Saved data entries:

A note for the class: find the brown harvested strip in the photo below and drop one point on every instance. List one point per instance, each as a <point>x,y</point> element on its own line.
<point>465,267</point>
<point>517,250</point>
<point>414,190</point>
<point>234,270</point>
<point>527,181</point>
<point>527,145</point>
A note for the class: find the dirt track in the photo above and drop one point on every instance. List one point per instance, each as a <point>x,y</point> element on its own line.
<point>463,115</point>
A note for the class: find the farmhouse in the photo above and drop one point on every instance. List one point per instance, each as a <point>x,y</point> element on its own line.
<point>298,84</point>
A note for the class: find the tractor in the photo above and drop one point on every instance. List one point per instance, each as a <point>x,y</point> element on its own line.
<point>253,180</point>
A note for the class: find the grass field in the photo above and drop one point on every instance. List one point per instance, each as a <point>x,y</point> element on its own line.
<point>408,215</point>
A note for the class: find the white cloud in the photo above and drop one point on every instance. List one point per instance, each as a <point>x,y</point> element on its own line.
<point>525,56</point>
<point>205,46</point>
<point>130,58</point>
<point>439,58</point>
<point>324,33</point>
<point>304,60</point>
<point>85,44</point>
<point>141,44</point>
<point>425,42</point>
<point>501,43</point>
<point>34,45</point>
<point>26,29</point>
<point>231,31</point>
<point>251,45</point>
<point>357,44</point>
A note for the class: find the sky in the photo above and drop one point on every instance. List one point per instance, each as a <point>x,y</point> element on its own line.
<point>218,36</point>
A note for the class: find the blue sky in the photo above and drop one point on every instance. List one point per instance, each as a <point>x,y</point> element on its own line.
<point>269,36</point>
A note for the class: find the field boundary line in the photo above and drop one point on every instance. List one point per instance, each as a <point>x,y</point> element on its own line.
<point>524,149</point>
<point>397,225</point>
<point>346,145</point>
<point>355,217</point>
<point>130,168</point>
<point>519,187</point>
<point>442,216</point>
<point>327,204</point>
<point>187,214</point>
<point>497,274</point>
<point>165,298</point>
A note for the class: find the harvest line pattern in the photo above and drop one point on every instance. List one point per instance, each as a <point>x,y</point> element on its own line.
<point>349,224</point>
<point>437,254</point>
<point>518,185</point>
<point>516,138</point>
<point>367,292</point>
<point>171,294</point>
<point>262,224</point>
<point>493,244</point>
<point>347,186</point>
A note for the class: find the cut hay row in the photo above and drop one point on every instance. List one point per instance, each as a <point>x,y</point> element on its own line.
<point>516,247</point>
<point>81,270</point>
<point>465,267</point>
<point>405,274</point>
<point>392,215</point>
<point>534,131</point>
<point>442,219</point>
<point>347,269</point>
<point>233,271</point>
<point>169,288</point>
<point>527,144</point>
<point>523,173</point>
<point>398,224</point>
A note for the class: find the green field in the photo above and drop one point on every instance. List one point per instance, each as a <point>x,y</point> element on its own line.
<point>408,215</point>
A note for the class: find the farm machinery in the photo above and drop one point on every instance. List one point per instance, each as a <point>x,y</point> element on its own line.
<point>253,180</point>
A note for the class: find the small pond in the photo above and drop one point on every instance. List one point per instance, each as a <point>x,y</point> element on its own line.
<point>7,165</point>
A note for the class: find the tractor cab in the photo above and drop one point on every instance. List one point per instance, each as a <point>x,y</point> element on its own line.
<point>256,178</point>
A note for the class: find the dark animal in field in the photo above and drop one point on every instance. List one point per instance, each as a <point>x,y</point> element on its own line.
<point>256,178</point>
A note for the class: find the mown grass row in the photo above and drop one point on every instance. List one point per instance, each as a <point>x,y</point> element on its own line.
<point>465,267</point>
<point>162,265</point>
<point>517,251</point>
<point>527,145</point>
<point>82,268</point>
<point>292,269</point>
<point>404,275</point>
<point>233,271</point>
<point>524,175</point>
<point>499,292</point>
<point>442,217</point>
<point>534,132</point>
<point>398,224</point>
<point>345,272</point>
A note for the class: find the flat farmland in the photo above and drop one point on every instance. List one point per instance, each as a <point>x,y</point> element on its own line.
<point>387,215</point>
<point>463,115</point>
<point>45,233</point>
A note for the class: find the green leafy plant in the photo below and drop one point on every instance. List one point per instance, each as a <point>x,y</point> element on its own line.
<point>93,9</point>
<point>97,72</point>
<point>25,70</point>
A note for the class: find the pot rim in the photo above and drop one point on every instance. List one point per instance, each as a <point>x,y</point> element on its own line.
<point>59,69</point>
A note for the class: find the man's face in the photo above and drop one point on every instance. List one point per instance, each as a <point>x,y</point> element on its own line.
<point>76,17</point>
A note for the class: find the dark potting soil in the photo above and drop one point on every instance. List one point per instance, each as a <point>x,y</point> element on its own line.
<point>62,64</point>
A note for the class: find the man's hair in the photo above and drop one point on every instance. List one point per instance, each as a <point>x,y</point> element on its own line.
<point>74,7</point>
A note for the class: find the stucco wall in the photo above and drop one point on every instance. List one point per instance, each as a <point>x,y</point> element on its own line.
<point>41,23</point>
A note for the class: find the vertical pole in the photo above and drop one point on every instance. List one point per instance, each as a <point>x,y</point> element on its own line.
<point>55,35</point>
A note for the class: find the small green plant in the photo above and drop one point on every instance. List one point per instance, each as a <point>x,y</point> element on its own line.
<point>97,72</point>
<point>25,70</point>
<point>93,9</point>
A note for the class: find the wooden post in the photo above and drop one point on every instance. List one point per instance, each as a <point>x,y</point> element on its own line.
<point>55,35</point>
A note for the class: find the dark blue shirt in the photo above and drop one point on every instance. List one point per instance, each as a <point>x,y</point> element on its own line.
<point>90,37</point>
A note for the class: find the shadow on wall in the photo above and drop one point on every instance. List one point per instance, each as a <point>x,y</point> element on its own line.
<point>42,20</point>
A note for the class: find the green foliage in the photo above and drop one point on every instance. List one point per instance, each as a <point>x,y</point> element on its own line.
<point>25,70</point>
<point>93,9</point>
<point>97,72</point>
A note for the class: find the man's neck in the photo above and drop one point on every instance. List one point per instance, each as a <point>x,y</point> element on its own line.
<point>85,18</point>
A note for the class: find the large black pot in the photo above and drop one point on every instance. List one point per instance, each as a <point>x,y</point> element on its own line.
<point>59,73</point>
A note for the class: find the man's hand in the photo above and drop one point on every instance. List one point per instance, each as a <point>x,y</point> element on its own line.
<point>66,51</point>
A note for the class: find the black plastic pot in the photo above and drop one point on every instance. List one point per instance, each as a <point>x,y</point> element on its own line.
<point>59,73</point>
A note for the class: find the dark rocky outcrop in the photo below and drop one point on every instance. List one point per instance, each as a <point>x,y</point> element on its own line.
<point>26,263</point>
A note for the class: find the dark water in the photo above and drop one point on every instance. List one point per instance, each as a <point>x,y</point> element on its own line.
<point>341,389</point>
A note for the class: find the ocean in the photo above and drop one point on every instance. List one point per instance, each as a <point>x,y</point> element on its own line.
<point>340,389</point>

▸ Written request
Update the listing above by changing every "drop" to "place" and leaving all else as it is.

▸ Expected output
A note for the class: find the brown harvested strip in the photo below and place one point on every instance. List one point per instance, each as a <point>x,y</point> element on its own line.
<point>465,267</point>
<point>517,250</point>
<point>414,190</point>
<point>234,270</point>
<point>527,181</point>
<point>527,145</point>
A note for the class: find the dirt track in the photo above and place one point on every instance. List one point per instance, each as a <point>x,y</point> element on its own line.
<point>463,115</point>
A note for the class: find the farmhouse in the photo above and place one point on every instance. List one point per instance, each as a <point>x,y</point> element on its own line.
<point>298,84</point>
A note for the class: find the tractor in the photo above and place one point on every instance. List one point per instance, each as a <point>x,y</point> element on its own line.
<point>253,180</point>
A note for the class: find the grass field in the photo above and place one point on every instance. List one point per instance, each as a <point>x,y</point> element on its own line.
<point>408,215</point>
A note for the class: find the white cloud in the photo above and place one point on every instance. List one point per instance, each as a <point>x,y</point> element on its own line.
<point>525,56</point>
<point>205,46</point>
<point>130,58</point>
<point>439,58</point>
<point>324,33</point>
<point>304,60</point>
<point>85,44</point>
<point>141,44</point>
<point>425,42</point>
<point>501,43</point>
<point>34,45</point>
<point>26,29</point>
<point>231,31</point>
<point>251,45</point>
<point>357,44</point>
A note for the class: find the sky in the photo above and place one point on every instance. List one point per instance, each as a <point>x,y</point> element on its own line.
<point>218,36</point>
A note for the class: find the blue sky in the photo above and place one point on every instance. List one point per instance, each as a <point>x,y</point> element on its own line.
<point>269,36</point>
A note for the class: find the field boundary line in the photo above and place one point on every instance. List one point per instance, each as a <point>x,y</point> element on its own line.
<point>524,149</point>
<point>397,225</point>
<point>346,145</point>
<point>355,217</point>
<point>130,168</point>
<point>519,187</point>
<point>442,216</point>
<point>327,204</point>
<point>187,214</point>
<point>497,274</point>
<point>165,298</point>
A note for the class: find the harvest line pattern in the photo above and place one point on every instance. List one point per instance, each as a <point>x,y</point> element on its own line.
<point>349,224</point>
<point>437,254</point>
<point>518,185</point>
<point>516,138</point>
<point>367,292</point>
<point>171,294</point>
<point>262,224</point>
<point>493,244</point>
<point>347,186</point>
A note for the class: find the cut hay row in the photo above and place one point on every instance. List one point per instance, each as a <point>x,y</point> element on its own line.
<point>516,247</point>
<point>81,270</point>
<point>465,267</point>
<point>405,274</point>
<point>392,215</point>
<point>534,131</point>
<point>442,219</point>
<point>347,269</point>
<point>233,271</point>
<point>169,288</point>
<point>527,144</point>
<point>523,173</point>
<point>398,224</point>
A note for the class: find the green field in the photo above and place one point on every instance. List one point per instance, each as a <point>x,y</point> element on its own line.
<point>408,215</point>
A note for the class: find the farm machinery in the photo above and place one point on every instance. List one point per instance, each as a <point>x,y</point> element on its own line.
<point>253,180</point>
A note for the class: find the small pond in the photo above and place one point on every instance. List one point per instance, each as a <point>x,y</point> element on its own line.
<point>7,165</point>
A note for the class: find the tractor cab in the photo above and place one point on every instance. List one point per instance, each as a <point>x,y</point> element on its own line.
<point>256,178</point>
A note for the class: find the dark animal in field in the photo above and place one point on every instance. List one point per instance, each as a <point>x,y</point> element on its own line.
<point>256,178</point>
A note for the class: find the mown grass row in the photo above and place one point on every instance. List one point per instance, each as a <point>x,y</point> element on its own line.
<point>465,267</point>
<point>162,265</point>
<point>517,251</point>
<point>527,145</point>
<point>82,268</point>
<point>292,269</point>
<point>404,275</point>
<point>233,271</point>
<point>524,175</point>
<point>499,292</point>
<point>442,217</point>
<point>534,132</point>
<point>398,224</point>
<point>345,272</point>
A note for the class: find the flat farmland in the photo above and place one point on every instance. List one point per instance, each as a <point>x,y</point> element on its own line.
<point>387,215</point>
<point>463,115</point>
<point>45,233</point>
A note for the class: find the green leafy plant in the photo below and place one point on every instance. List one point per instance, each as a <point>x,y</point> element on its own line.
<point>93,9</point>
<point>97,72</point>
<point>25,70</point>
A note for the class: find the pot rim in the photo above and place one point on every instance. List one point per instance, each as a <point>x,y</point> element on its own line.
<point>59,69</point>
A note for the class: find the man's face in the photo above and place one point on every instance. List one point per instance, each as a <point>x,y</point> element on its own line.
<point>76,17</point>
A note for the class: find the dark potting soil in the photo above and place one point on every instance. List one point per instance, each as a <point>x,y</point> element on its own line.
<point>62,64</point>
A note for the class: find the man's hair in the photo above and place one point on every instance. List one point per instance, each as a <point>x,y</point> element on its own line.
<point>74,7</point>
A note for the class: find the stucco wall in the photo above and place one point on every instance. List one point per instance, each as a <point>x,y</point> element on its own line.
<point>41,23</point>
A note for the class: find the vertical pole in the photo above and place one point on every instance. List one point per instance, each as a <point>x,y</point> element on its own line.
<point>55,35</point>
A note for the class: find the small green plant in the photo above and place one point on every instance. List one point per instance, each as a <point>x,y</point> element on its own line.
<point>97,72</point>
<point>25,70</point>
<point>93,9</point>
A note for the class: find the wooden post in the photo above and place one point on every instance. List one point per instance, each as a <point>x,y</point> element on its own line.
<point>55,35</point>
A note for the class: find the dark blue shirt in the photo above and place one point on every instance. List one point per instance, each as a <point>x,y</point> element on its own line.
<point>90,37</point>
A note for the class: find the shadow on wall in the photo above and place one point on every instance. List one point per instance, each as a <point>x,y</point> element on its own line.
<point>42,20</point>
A note for the class: find the green foliage in the photo above and place one point on every instance. List one point per instance, each as a <point>x,y</point> element on its own line.
<point>25,70</point>
<point>93,9</point>
<point>97,72</point>
A note for the class: find the man's neck in the photo above and place one point on every instance. List one point per instance, each as a <point>x,y</point> element on its own line.
<point>85,18</point>
A note for the class: find the large black pot in the photo above and place one point on every instance. List one point per instance, each as a <point>x,y</point> element on its own line.
<point>59,73</point>
A note for the class: find the man's hand in the photo above and place one point on every instance. List one point per instance, each as a <point>x,y</point> element on its own line.
<point>66,51</point>
A note for the class: find the black plastic pot in the photo above and place one point on every instance. List one point per instance, each as a <point>x,y</point> element on its own line.
<point>59,73</point>
A note for the class: find the dark rocky outcrop in the photo below and place one point on every instance. List one point per instance, each as a <point>x,y</point> element on its own line.
<point>26,263</point>
A note for the class: find the dark water in the photo above and place one point on every instance. List one point per instance, each as a <point>x,y</point> element on its own line.
<point>341,389</point>
A note for the class: find the ocean in the photo above and place one point on every instance. List one point per instance, each as a <point>x,y</point> element on its own line.
<point>340,389</point>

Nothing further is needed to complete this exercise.